==== Document passage

One of the most salient characteristics of the work of Antoni Muntadas (Barcelona, 1942) is the use of mass media content for art purposes. The broad vision of his work, as well as the diversity of visible interests and mediums, is portrayed in this Muntadas exhibition in the Centro de Arte Reina Sofía. Four works spanning from 1978 to 1987 are reconstructed in the exhibition halls in addition to five video pieces and two compositions created solely within the context of the exhibition: the installation Situación and the catalogue piece Híbridos.
Given that Muntadas' artistic output is realised outside of Spain, his work has been exhibited very little in his native country, despite his relatively widespread recognition as an artist. Without endeavouring to represent a retrospective exhibition, Híbridos recovers past works, displayed together with some of his recent projects that revolve around the reception of different messages broadcast by the media and the power relations that surround them.
Antoni Muntadas' works are difficult to pin down within one sole discipline, as is the case with On Subjectivity (About TV) from 1978, comprising a book and video tape. In the first, photographs from The Best of Life Magazine are reproduced together with the interpretations of an audience from different places who receive a nameless image from the artist. In the video, the speculative subjectivity of the participants is related to the subjectivity of the artist.

========
==== Supplied information

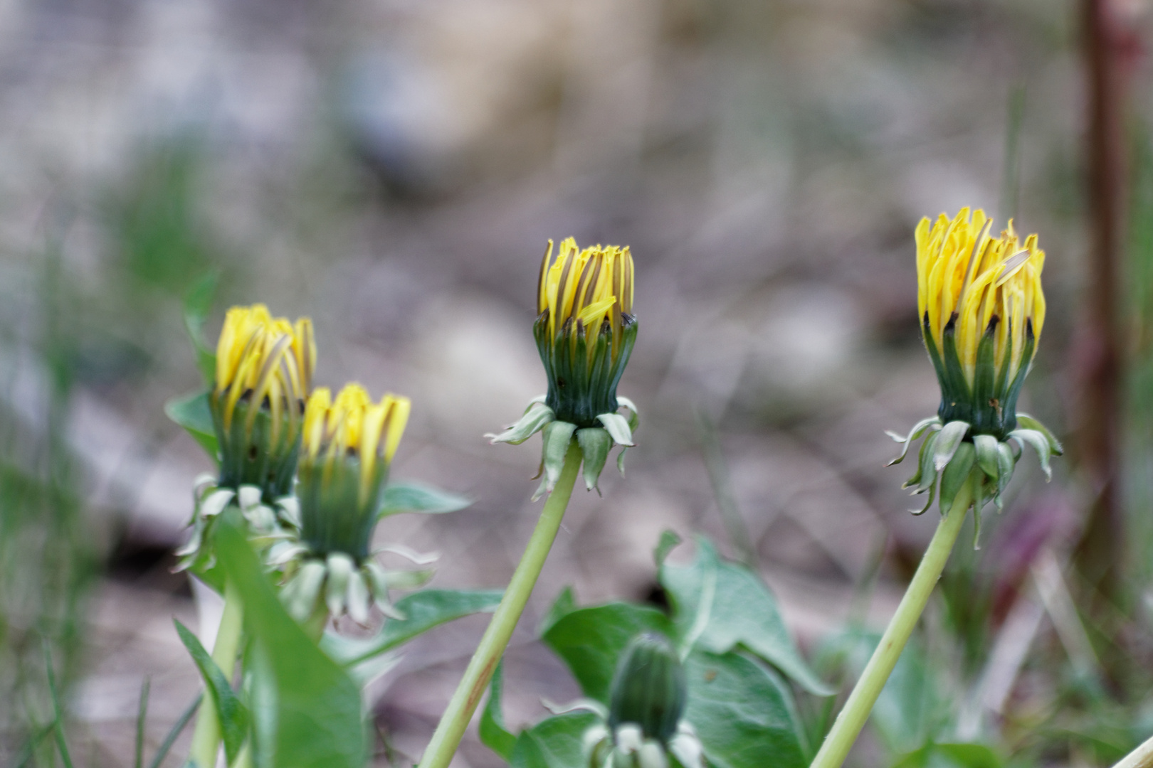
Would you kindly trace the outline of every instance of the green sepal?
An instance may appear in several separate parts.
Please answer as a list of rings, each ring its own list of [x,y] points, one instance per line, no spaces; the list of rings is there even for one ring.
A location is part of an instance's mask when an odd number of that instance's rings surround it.
[[[957,450],[952,455],[952,459],[945,465],[944,471],[941,472],[941,492],[940,492],[940,507],[941,514],[947,515],[949,509],[952,507],[952,500],[956,499],[957,492],[960,491],[960,486],[967,482],[969,473],[973,470],[973,465],[977,463],[977,449],[973,448],[973,443],[963,442],[957,446]]]
[[[204,678],[204,686],[212,694],[217,718],[220,722],[224,752],[231,765],[235,760],[236,753],[240,752],[240,747],[244,744],[244,739],[248,737],[248,725],[251,722],[251,717],[235,691],[232,690],[228,677],[221,671],[216,661],[212,660],[209,652],[204,649],[199,639],[187,626],[181,624],[180,621],[173,619],[173,623],[176,625],[176,634],[180,636],[180,641],[188,648],[188,653],[193,656],[196,668]]]
[[[1009,436],[1017,440],[1024,447],[1028,443],[1037,451],[1037,459],[1041,463],[1041,470],[1047,480],[1053,479],[1053,470],[1049,469],[1049,441],[1043,433],[1037,429],[1013,429]]]
[[[342,552],[329,555],[329,577],[325,583],[324,602],[333,616],[340,616],[345,613],[345,595],[355,568],[353,558]]]
[[[1001,494],[1005,492],[1009,487],[1009,480],[1012,479],[1013,469],[1017,466],[1017,457],[1012,453],[1012,448],[1008,443],[997,443],[997,495],[993,497],[993,502],[1001,509],[1004,502],[1001,500]]]
[[[507,442],[519,446],[543,429],[553,419],[556,419],[556,413],[552,412],[551,408],[542,402],[534,402],[525,410],[525,415],[520,417],[517,424],[500,434],[487,434],[484,436],[489,438],[490,443]]]
[[[937,428],[940,428],[940,426],[941,426],[941,418],[940,417],[930,416],[927,419],[921,419],[915,425],[913,425],[913,428],[910,429],[909,434],[905,435],[904,438],[902,438],[896,432],[888,432],[888,431],[886,431],[886,434],[889,435],[890,438],[892,438],[894,442],[904,443],[904,446],[905,446],[904,448],[900,449],[900,456],[897,456],[896,458],[890,459],[889,463],[886,464],[886,466],[892,466],[894,464],[900,464],[903,461],[905,461],[905,455],[909,453],[909,447],[913,444],[914,440],[917,440],[922,434],[925,434],[926,429],[928,429],[929,427],[933,427],[933,426],[936,426]],[[934,432],[935,432],[935,429],[934,429]]]
[[[552,493],[557,480],[560,479],[565,454],[568,453],[568,443],[575,431],[576,425],[568,421],[550,421],[544,427],[544,449],[541,459],[544,464],[544,489],[548,493]]]
[[[585,487],[589,491],[596,488],[596,493],[600,494],[601,488],[597,487],[597,480],[604,469],[605,461],[609,458],[612,438],[601,427],[585,427],[576,431],[576,442],[580,443],[581,453],[585,456]]]
[[[630,448],[635,446],[633,442],[633,431],[628,426],[628,420],[620,416],[620,413],[601,413],[596,417],[596,420],[604,425],[608,429],[609,435],[612,436],[613,442],[618,446],[628,446]]]
[[[985,509],[985,504],[988,503],[988,497],[985,495],[986,486],[989,480],[985,477],[978,477],[977,492],[973,494],[973,550],[981,548],[981,510]]]
[[[940,472],[952,461],[954,455],[965,439],[966,432],[969,432],[967,421],[949,421],[949,424],[941,427],[936,446],[933,449],[933,469]]]
[[[921,443],[921,453],[917,459],[917,473],[905,480],[902,488],[911,488],[917,486],[913,491],[914,494],[925,493],[925,489],[933,485],[936,480],[936,467],[933,466],[933,448],[936,444],[937,438],[941,435],[940,429],[936,432],[930,432],[925,442]]]
[[[973,426],[981,432],[1001,428],[1000,406],[990,406],[996,400],[996,360],[994,345],[996,339],[996,321],[986,327],[981,341],[977,344],[977,364],[973,370]]]
[[[933,477],[929,479],[926,488],[924,491],[917,492],[917,493],[924,493],[925,491],[929,492],[929,495],[926,496],[925,499],[925,505],[921,507],[920,509],[911,509],[909,510],[910,512],[912,512],[913,515],[924,515],[925,512],[929,511],[929,507],[933,505],[933,499],[936,497],[936,491],[939,485],[936,482],[936,478],[937,478],[936,470],[933,470]],[[921,485],[925,485],[925,480],[921,480]]]
[[[280,602],[297,622],[307,621],[312,614],[326,573],[324,563],[310,560],[300,567],[296,575],[280,591]]]
[[[1045,439],[1049,441],[1049,453],[1053,456],[1061,456],[1065,453],[1065,449],[1061,447],[1061,442],[1053,436],[1049,428],[1034,419],[1028,413],[1017,413],[1017,424],[1019,424],[1025,429],[1035,429],[1045,435]]]
[[[621,397],[620,395],[617,395],[617,402],[620,403],[623,408],[628,409],[628,428],[632,432],[636,432],[636,427],[641,425],[641,412],[636,410],[636,404],[627,397]]]
[[[997,446],[1000,440],[993,435],[973,435],[973,447],[977,449],[977,465],[981,467],[995,484],[1001,470],[997,466]]]
[[[941,358],[944,363],[945,377],[951,398],[964,403],[970,401],[969,381],[965,379],[965,368],[960,364],[960,356],[957,353],[957,315],[949,319],[941,332]],[[942,393],[942,396],[944,393]]]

========

> _Task 1_
From the passage on Antoni Muntadas, return the part that opens with the words containing "One of the most" and closes with "catalogue piece Híbridos.".
> _Task 2_
List every title of a Muntadas work named in the passage on Antoni Muntadas.
Answer using only the passage on Antoni Muntadas.

> _Output 1_
One of the most salient characteristics of the work of Antoni Muntadas (Barcelona, 1942) is the use of mass media content for art purposes. The broad vision of his work, as well as the diversity of visible interests and mediums, is portrayed in this Muntadas exhibition in the Centro de Arte Reina Sofía. Four works spanning from 1978 to 1987 are reconstructed in the exhibition halls in addition to five video pieces and two compositions created solely within the context of the exhibition: the installation Situación and the catalogue piece Híbridos.

> _Output 2_
Situación
Híbridos
On Subjectivity (About TV)